# TASK BRIEF
Nothing should differ between your answer and the records below.

Collected data entries:
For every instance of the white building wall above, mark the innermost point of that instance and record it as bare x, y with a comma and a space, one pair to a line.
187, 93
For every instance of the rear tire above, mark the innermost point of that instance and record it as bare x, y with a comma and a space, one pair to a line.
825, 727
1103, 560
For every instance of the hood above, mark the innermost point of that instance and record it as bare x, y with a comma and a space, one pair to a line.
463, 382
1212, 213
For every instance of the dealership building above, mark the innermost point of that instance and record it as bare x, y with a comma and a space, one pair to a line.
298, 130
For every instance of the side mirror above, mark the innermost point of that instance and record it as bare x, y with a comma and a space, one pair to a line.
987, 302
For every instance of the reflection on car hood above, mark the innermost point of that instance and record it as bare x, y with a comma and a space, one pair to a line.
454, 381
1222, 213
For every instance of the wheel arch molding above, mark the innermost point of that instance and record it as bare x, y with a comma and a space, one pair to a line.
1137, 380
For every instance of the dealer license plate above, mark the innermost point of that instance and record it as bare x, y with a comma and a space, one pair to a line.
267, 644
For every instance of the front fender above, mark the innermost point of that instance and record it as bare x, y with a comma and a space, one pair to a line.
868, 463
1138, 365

# ANSWER
For every instance of the white building wall above, mark the innermost point of that instance and record it as bare x, y with a comma and a space, one pair to a line.
187, 93
For every instance of the rear tire above, mark the innermost point of that instance and record it as bare x, y with a comma and a space, one pair to a line.
825, 727
1103, 560
For every instance of the hood above, mark the innermost point of that instance and record it as bare x, y with a comma and a space, one pair to a line.
463, 382
1212, 213
For every instance of the dealership building above, mark the innermost point of that instance and record it as bare x, y with a comma and a space, one pair to a line.
298, 130
For every instance of the side mirror above, mark the innermost point of that instance and record it as bare x, y with a comma and a space, one pair to a line.
987, 302
For every instance of the reflection on car hood above, mark the innermost point of that instance and record it as bare x, y with a comma and a space, one pair to a line.
454, 381
1222, 213
For every instance of the wheel arch molding above, mark the innermost point of that instance and record it as bare x, y with a comma and a space, one pair to a line.
1137, 380
For every instance of the dealer license plate above, mark the innermost point of that instance and record it as bare x, y with a comma and a space, one pair to a line.
267, 644
For every instance of the front fender above, mark the innermost point of that instance and record it as bare x, y with a comma and a space, one pair to a line.
868, 463
1138, 365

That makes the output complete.